======== Input data

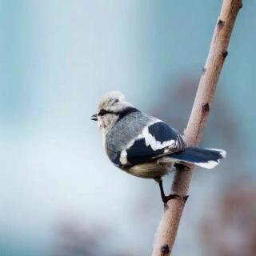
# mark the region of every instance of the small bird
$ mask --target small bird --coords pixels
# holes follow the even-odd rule
[[[186,166],[186,163],[211,169],[226,156],[222,150],[188,146],[178,131],[143,114],[118,91],[102,97],[98,112],[91,119],[97,121],[102,130],[110,161],[130,174],[154,179],[159,184],[164,204],[174,197],[182,197],[165,195],[162,176],[178,165]]]

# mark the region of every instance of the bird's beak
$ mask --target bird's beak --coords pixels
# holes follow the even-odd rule
[[[98,121],[98,114],[94,114],[90,117],[90,120]]]

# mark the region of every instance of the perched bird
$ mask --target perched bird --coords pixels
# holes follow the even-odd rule
[[[106,152],[110,161],[127,173],[154,179],[164,203],[162,177],[175,165],[194,165],[211,169],[225,158],[226,151],[188,146],[182,135],[163,121],[146,115],[125,100],[118,91],[110,92],[92,115],[102,130]]]

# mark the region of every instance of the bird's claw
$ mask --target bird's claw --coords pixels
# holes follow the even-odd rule
[[[171,199],[180,199],[180,200],[182,200],[182,202],[185,203],[188,198],[188,195],[185,195],[185,196],[181,196],[178,194],[169,194],[168,196],[166,196],[164,198],[162,198],[163,200],[163,203],[165,206],[167,205],[167,202],[169,200],[171,200]]]

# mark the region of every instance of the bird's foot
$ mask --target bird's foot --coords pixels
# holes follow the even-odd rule
[[[188,197],[189,197],[188,195],[181,196],[178,194],[169,194],[168,196],[165,196],[162,198],[162,202],[163,202],[165,206],[167,205],[167,202],[169,200],[176,199],[176,198],[182,200],[182,202],[185,203],[186,202]]]

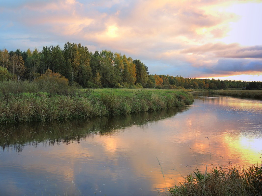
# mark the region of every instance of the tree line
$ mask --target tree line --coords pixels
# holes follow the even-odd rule
[[[260,82],[150,74],[148,67],[139,59],[133,60],[124,54],[105,50],[93,53],[80,43],[68,42],[63,49],[59,45],[45,46],[41,52],[37,48],[32,51],[28,49],[23,52],[19,49],[9,52],[4,48],[0,50],[0,63],[12,74],[13,80],[32,81],[50,70],[68,79],[71,85],[84,87],[213,89],[261,88]]]

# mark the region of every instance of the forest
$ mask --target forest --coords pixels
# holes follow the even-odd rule
[[[71,86],[102,88],[211,89],[261,89],[262,82],[184,78],[181,76],[149,74],[139,59],[103,50],[93,53],[80,43],[68,42],[63,48],[45,46],[22,51],[0,50],[0,81],[32,81],[49,70],[68,79]],[[1,67],[0,67],[1,68]]]

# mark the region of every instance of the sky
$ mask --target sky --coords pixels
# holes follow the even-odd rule
[[[80,43],[150,74],[262,81],[262,0],[0,2],[0,49]]]

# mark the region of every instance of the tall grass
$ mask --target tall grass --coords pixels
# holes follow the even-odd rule
[[[0,124],[126,114],[193,101],[190,94],[177,90],[69,89],[58,94],[41,92],[37,84],[31,83],[0,84]]]
[[[221,95],[262,99],[262,90],[218,90],[214,91],[212,93]]]
[[[170,191],[174,196],[262,195],[262,164],[212,166],[201,172],[197,169]]]

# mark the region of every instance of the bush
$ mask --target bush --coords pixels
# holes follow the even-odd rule
[[[6,68],[0,66],[0,82],[11,80],[13,78],[12,74]]]
[[[121,82],[120,84],[121,86],[125,88],[129,88],[129,85],[126,82]]]
[[[114,88],[117,89],[122,88],[123,88],[123,87],[121,86],[121,85],[119,83],[116,83],[116,84],[115,84]]]
[[[90,82],[88,82],[85,85],[84,87],[86,88],[90,88],[91,89],[97,89],[99,88],[98,85],[94,84]]]
[[[4,94],[16,94],[21,93],[37,93],[38,84],[34,82],[25,81],[4,81],[0,83],[0,92]]]
[[[41,90],[51,93],[64,93],[69,87],[68,79],[59,73],[53,73],[49,69],[34,81],[38,84]]]
[[[142,86],[142,85],[139,82],[135,84],[135,86],[136,87],[136,88],[137,89],[143,88],[143,87]]]
[[[78,82],[76,82],[74,81],[73,81],[70,84],[70,86],[72,88],[75,89],[82,89],[83,88],[83,87],[82,86],[78,84]]]
[[[160,86],[156,86],[155,87],[155,88],[157,89],[161,89],[162,88]]]

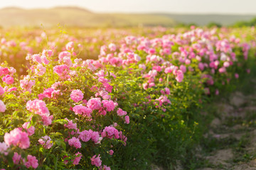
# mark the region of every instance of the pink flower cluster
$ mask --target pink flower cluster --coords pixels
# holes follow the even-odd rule
[[[39,139],[38,142],[47,149],[50,149],[53,145],[53,144],[51,142],[50,137],[47,135],[42,137],[42,138]]]
[[[4,102],[0,100],[0,112],[5,112],[6,107],[4,105]]]
[[[28,101],[26,103],[26,108],[31,112],[40,115],[43,125],[47,126],[51,124],[53,116],[50,115],[50,112],[43,101],[38,99]]]
[[[19,128],[15,128],[10,133],[4,134],[4,142],[8,146],[13,144],[21,149],[27,149],[30,145],[30,140],[26,132],[22,132]]]
[[[85,130],[80,133],[79,138],[83,142],[88,142],[91,139],[95,143],[97,143],[99,142],[100,135],[98,132]]]
[[[83,93],[80,90],[73,90],[70,94],[70,98],[75,102],[79,102],[83,98]]]

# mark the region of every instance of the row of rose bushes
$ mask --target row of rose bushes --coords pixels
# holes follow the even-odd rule
[[[1,64],[0,168],[174,167],[194,142],[196,110],[246,70],[250,47],[200,28],[127,36],[97,60],[77,45],[28,55],[25,76]]]
[[[152,31],[162,35],[166,29],[154,28],[145,28],[141,34],[148,35]],[[11,34],[10,33],[11,33]],[[55,52],[65,50],[68,42],[75,42],[73,52],[78,57],[85,59],[97,58],[100,48],[106,43],[118,42],[122,38],[131,35],[138,35],[136,29],[59,29],[10,28],[1,30],[0,60],[7,61],[9,64],[16,68],[17,73],[26,74],[26,67],[29,62],[25,60],[27,54],[33,55],[49,49]],[[156,36],[156,35],[154,35]]]

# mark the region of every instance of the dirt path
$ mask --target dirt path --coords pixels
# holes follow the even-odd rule
[[[196,169],[256,170],[256,89],[247,96],[234,92],[215,112],[198,147]]]

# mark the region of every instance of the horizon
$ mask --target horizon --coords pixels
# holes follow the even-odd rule
[[[77,6],[94,13],[255,15],[255,0],[1,0],[0,8],[24,9]]]
[[[142,11],[142,12],[138,12],[138,11],[134,11],[134,12],[129,12],[129,11],[105,11],[105,12],[99,12],[99,11],[94,11],[92,10],[90,10],[89,8],[81,7],[78,6],[50,6],[50,7],[35,7],[35,8],[24,8],[22,6],[4,6],[2,8],[0,8],[0,10],[4,10],[4,9],[11,9],[11,8],[17,8],[17,9],[22,9],[22,10],[35,10],[35,9],[53,9],[53,8],[77,8],[78,9],[82,9],[85,11],[87,11],[88,12],[94,13],[131,13],[131,14],[148,14],[148,13],[152,13],[152,14],[174,14],[174,15],[226,15],[226,16],[256,16],[256,12],[255,13],[181,13],[181,12],[161,12],[161,11]]]

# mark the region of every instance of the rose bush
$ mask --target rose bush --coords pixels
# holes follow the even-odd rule
[[[250,54],[238,38],[201,28],[127,36],[97,60],[78,57],[74,41],[63,47],[28,54],[24,76],[1,64],[0,168],[175,166],[194,142],[196,110]]]

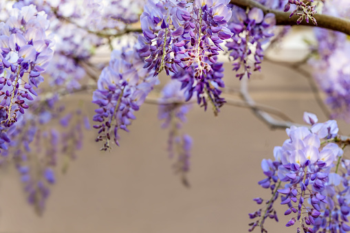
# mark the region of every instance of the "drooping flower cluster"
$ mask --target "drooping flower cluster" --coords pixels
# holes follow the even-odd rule
[[[339,4],[339,5],[338,5]],[[347,12],[340,5],[350,7],[343,0],[326,2],[324,14],[334,16],[349,17]],[[345,9],[347,9],[345,8]],[[348,8],[347,8],[348,9]],[[332,109],[332,118],[349,121],[350,118],[350,42],[347,35],[322,28],[314,29],[318,45],[318,57],[310,60],[314,77],[320,88],[326,93],[325,102]]]
[[[34,88],[43,80],[41,73],[53,54],[46,16],[30,5],[13,9],[6,22],[0,23],[0,108],[7,113],[1,124],[17,121],[37,95]]]
[[[150,75],[143,65],[137,51],[126,47],[112,52],[109,65],[100,76],[93,96],[99,108],[93,120],[100,122],[94,127],[99,129],[96,141],[105,142],[102,150],[110,148],[111,139],[119,145],[119,130],[129,131],[127,126],[135,119],[134,111],[157,82],[157,77]]]
[[[198,102],[214,103],[215,112],[224,102],[219,96],[222,64],[217,55],[221,44],[232,33],[227,23],[231,17],[228,1],[149,1],[140,20],[139,37],[144,67],[157,74],[163,69],[182,82],[186,100],[197,92]]]
[[[338,175],[338,168],[343,151],[334,143],[340,142],[336,137],[336,122],[317,123],[316,116],[309,113],[304,113],[304,120],[311,125],[310,129],[305,126],[287,129],[289,139],[283,146],[275,147],[274,161],[263,159],[261,162],[267,177],[259,183],[263,188],[271,188],[272,197],[267,201],[263,213],[260,209],[250,214],[251,219],[262,219],[252,222],[250,230],[259,225],[262,232],[265,231],[265,219],[268,217],[276,219],[272,210],[278,194],[282,195],[281,204],[287,206],[285,215],[294,215],[286,226],[300,221],[303,231],[310,233],[320,228],[332,232],[350,230],[344,223],[349,212],[347,206],[345,207],[345,203],[350,201],[350,196],[345,195],[347,181],[344,190],[339,186],[342,178]],[[344,206],[340,219],[335,216],[341,209],[335,203],[336,198],[340,199],[340,206]],[[254,201],[259,204],[263,202],[261,198]]]
[[[264,16],[263,11],[256,8],[245,12],[243,9],[233,5],[232,12],[228,28],[233,36],[226,46],[230,52],[230,58],[234,61],[233,70],[239,71],[236,76],[241,79],[246,76],[249,78],[252,65],[254,71],[260,71],[260,64],[263,59],[261,45],[274,35],[272,29],[276,25],[276,19],[274,14]]]
[[[190,111],[191,104],[184,104],[184,91],[181,91],[181,82],[171,80],[162,91],[161,104],[158,107],[158,119],[164,120],[162,127],[169,129],[168,152],[169,157],[177,154],[177,160],[174,165],[175,171],[182,175],[183,183],[188,186],[186,173],[190,169],[189,159],[192,138],[187,134],[181,134],[179,131],[186,121],[186,114]]]

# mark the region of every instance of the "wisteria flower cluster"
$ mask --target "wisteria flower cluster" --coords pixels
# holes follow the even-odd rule
[[[248,12],[243,9],[233,5],[234,12],[228,28],[234,34],[232,41],[229,41],[226,46],[230,52],[230,58],[232,59],[233,70],[241,71],[236,76],[241,79],[246,76],[252,75],[252,65],[254,70],[260,71],[263,49],[262,45],[274,36],[272,29],[276,25],[274,14],[264,15],[262,10],[253,8]],[[251,62],[250,58],[254,59]]]
[[[274,160],[261,162],[267,177],[259,184],[271,189],[272,197],[265,201],[265,209],[250,214],[251,219],[259,218],[250,224],[250,231],[259,226],[262,232],[266,232],[265,220],[267,217],[278,220],[273,205],[279,195],[281,204],[286,206],[285,215],[292,214],[287,227],[298,221],[305,232],[350,230],[346,223],[350,212],[346,179],[349,162],[343,159],[343,151],[337,144],[337,123],[335,120],[318,123],[314,114],[306,112],[304,121],[311,126],[287,129],[289,138],[283,146],[274,148]],[[340,165],[344,170],[340,170]],[[261,198],[254,201],[258,204],[264,202]],[[300,230],[298,227],[297,232]]]
[[[192,137],[181,133],[182,124],[186,122],[186,115],[192,107],[191,104],[184,104],[184,91],[181,90],[181,82],[172,80],[166,84],[162,91],[162,102],[158,107],[158,119],[164,120],[162,127],[169,129],[168,152],[169,157],[177,154],[177,159],[174,164],[175,172],[182,175],[184,184],[188,186],[186,173],[190,170],[190,148]]]
[[[129,131],[127,126],[135,120],[146,96],[157,82],[157,77],[143,69],[143,60],[133,47],[126,47],[112,52],[109,65],[100,76],[98,89],[94,92],[94,125],[99,129],[96,141],[105,142],[102,150],[110,148],[111,139],[119,145],[119,131]]]
[[[199,104],[213,102],[217,112],[224,101],[219,96],[223,82],[217,55],[232,35],[227,27],[232,14],[228,1],[174,2],[149,1],[141,15],[139,52],[146,58],[144,67],[154,75],[163,69],[172,73],[182,82],[186,100],[196,92]]]

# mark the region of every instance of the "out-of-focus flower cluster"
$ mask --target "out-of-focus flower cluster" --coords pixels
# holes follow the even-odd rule
[[[287,227],[299,221],[305,232],[350,230],[346,223],[350,213],[347,182],[350,167],[342,157],[340,146],[344,145],[337,137],[337,123],[335,120],[318,123],[317,117],[309,113],[304,113],[304,121],[310,129],[287,129],[289,138],[283,146],[274,148],[274,160],[261,162],[267,177],[259,184],[270,188],[272,197],[266,201],[265,208],[250,214],[251,219],[258,218],[250,224],[250,231],[257,226],[265,231],[263,223],[267,217],[278,220],[274,204],[278,195],[281,204],[287,206],[285,215],[292,214]],[[261,198],[254,201],[258,204],[264,202]],[[300,230],[298,228],[297,232]]]
[[[313,2],[314,0],[288,0],[288,2],[285,5],[284,11],[287,12],[289,10],[291,5],[294,5],[296,8],[292,12],[289,17],[294,14],[299,16],[296,21],[297,24],[300,24],[305,18],[307,23],[309,21],[311,21],[314,25],[317,25],[317,21],[314,17],[314,14],[317,12],[316,10],[316,5],[311,5]]]
[[[230,52],[230,58],[234,60],[233,70],[239,71],[236,76],[241,79],[244,76],[250,78],[252,65],[254,70],[260,71],[263,59],[261,45],[274,34],[272,29],[276,25],[274,14],[264,16],[263,10],[253,8],[246,12],[245,10],[232,5],[234,12],[228,28],[234,36],[226,46]],[[254,59],[254,62],[250,60]]]
[[[221,44],[231,38],[227,27],[231,9],[226,0],[150,0],[141,15],[143,36],[139,37],[144,67],[154,75],[164,69],[182,82],[186,100],[197,95],[198,102],[213,104],[215,112],[223,103],[219,96],[222,64],[217,63]]]
[[[347,17],[350,3],[344,0],[326,1],[323,13]],[[350,42],[343,33],[315,28],[318,56],[311,59],[313,75],[326,93],[326,103],[332,109],[332,118],[349,120],[350,114]]]
[[[100,76],[93,102],[99,107],[94,116],[99,124],[94,127],[99,129],[96,141],[105,142],[102,150],[111,147],[111,139],[119,145],[119,131],[129,131],[127,126],[135,119],[133,113],[158,81],[143,65],[135,49],[125,47],[112,52],[109,65]]]
[[[181,90],[181,82],[177,80],[171,80],[164,86],[160,101],[158,119],[164,120],[162,128],[169,129],[167,148],[169,157],[173,158],[176,154],[175,172],[181,174],[183,183],[188,186],[186,173],[190,169],[192,138],[179,131],[186,121],[186,115],[192,104],[184,103],[184,91]]]

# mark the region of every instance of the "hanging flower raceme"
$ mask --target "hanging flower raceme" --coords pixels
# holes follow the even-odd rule
[[[337,4],[326,2],[323,14],[337,17],[348,17],[344,9],[350,6],[349,1],[337,0]],[[339,5],[338,5],[339,4]],[[345,6],[340,8],[340,5]],[[310,59],[314,68],[314,78],[325,93],[326,104],[332,109],[331,117],[350,120],[350,42],[347,35],[323,28],[315,28],[318,45],[317,57]]]
[[[305,232],[316,232],[320,228],[333,232],[331,225],[336,219],[335,228],[347,230],[344,229],[349,228],[344,223],[349,214],[347,207],[342,208],[341,220],[333,219],[341,206],[350,201],[350,197],[344,195],[348,189],[347,181],[345,190],[339,187],[343,180],[338,174],[343,151],[334,143],[338,142],[337,123],[335,120],[317,123],[316,116],[309,113],[304,113],[304,120],[311,125],[310,129],[305,126],[287,129],[289,139],[283,146],[275,147],[274,161],[263,159],[261,162],[267,177],[259,184],[263,188],[270,188],[272,197],[266,202],[265,210],[250,214],[251,219],[261,219],[252,222],[250,230],[260,226],[262,231],[265,231],[265,219],[270,217],[278,219],[273,205],[278,195],[281,195],[281,204],[287,206],[285,215],[294,215],[286,224],[287,227],[300,221]],[[340,208],[335,203],[340,198],[339,195],[342,195],[341,199],[338,200]],[[263,202],[261,198],[254,201],[259,204]]]
[[[253,8],[248,13],[243,9],[233,5],[234,12],[228,28],[234,34],[232,41],[226,44],[233,60],[233,70],[239,71],[237,77],[249,78],[254,71],[260,71],[263,59],[262,45],[274,36],[272,30],[276,25],[274,14],[264,15],[261,9]],[[254,60],[253,63],[250,60]]]
[[[46,16],[30,5],[13,9],[6,22],[0,23],[0,108],[7,113],[1,124],[17,121],[29,107],[28,101],[37,95],[34,87],[43,80],[41,73],[53,54]]]
[[[193,93],[198,103],[213,103],[215,114],[225,102],[219,97],[224,86],[222,64],[217,55],[221,44],[232,33],[228,1],[149,1],[141,16],[143,36],[139,37],[144,67],[154,74],[165,69],[182,82],[186,100]]]
[[[146,96],[157,82],[157,77],[144,69],[144,62],[134,48],[124,47],[112,52],[109,65],[105,67],[94,92],[95,110],[94,126],[100,135],[96,141],[104,141],[102,150],[111,147],[111,139],[119,145],[119,130],[129,131],[127,126],[135,119],[134,111],[140,109]]]
[[[190,148],[192,138],[187,134],[180,133],[183,123],[186,121],[186,115],[191,104],[184,103],[184,91],[181,90],[181,82],[171,80],[162,91],[161,102],[158,107],[158,119],[164,120],[162,127],[169,129],[168,152],[169,157],[176,154],[177,159],[174,164],[175,172],[182,175],[183,183],[188,186],[186,173],[190,169]]]
[[[187,68],[195,65],[195,77],[201,78],[211,70],[204,61],[221,49],[219,44],[230,38],[226,27],[231,17],[228,1],[149,1],[141,15],[143,36],[139,38],[145,67],[159,74],[176,73],[176,65]],[[190,47],[184,47],[190,44]],[[178,56],[179,55],[179,56]],[[214,60],[212,61],[215,63]]]

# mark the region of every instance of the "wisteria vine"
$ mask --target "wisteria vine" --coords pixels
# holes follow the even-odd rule
[[[188,186],[195,139],[186,133],[186,114],[197,102],[218,115],[228,102],[223,58],[234,80],[250,78],[261,70],[265,49],[288,36],[289,27],[278,25],[285,22],[325,27],[314,29],[307,62],[330,117],[349,120],[350,43],[337,30],[350,32],[342,19],[349,9],[345,0],[2,1],[0,164],[14,164],[28,202],[42,213],[58,165],[67,170],[90,129],[84,104],[66,109],[63,97],[92,91],[96,141],[111,151],[150,93],[160,90],[164,74],[170,80],[161,84],[158,118],[168,130],[174,170]],[[328,22],[327,15],[338,21]],[[94,60],[106,49],[108,63]],[[338,135],[334,120],[318,123],[305,113],[304,120],[308,126],[287,129],[289,139],[274,148],[274,160],[261,163],[267,177],[259,184],[272,197],[254,199],[265,206],[249,214],[250,231],[267,232],[266,219],[278,221],[279,197],[291,216],[286,226],[298,225],[297,232],[350,231],[350,162],[343,152],[349,140]]]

================

» **Problem to work on**: Which lines in the rows above contain the word "bushes"? Copy each of them.

» **Response**:
# mark the region of every instance of the row of rose bushes
$ mask --target row of rose bushes --coords pixels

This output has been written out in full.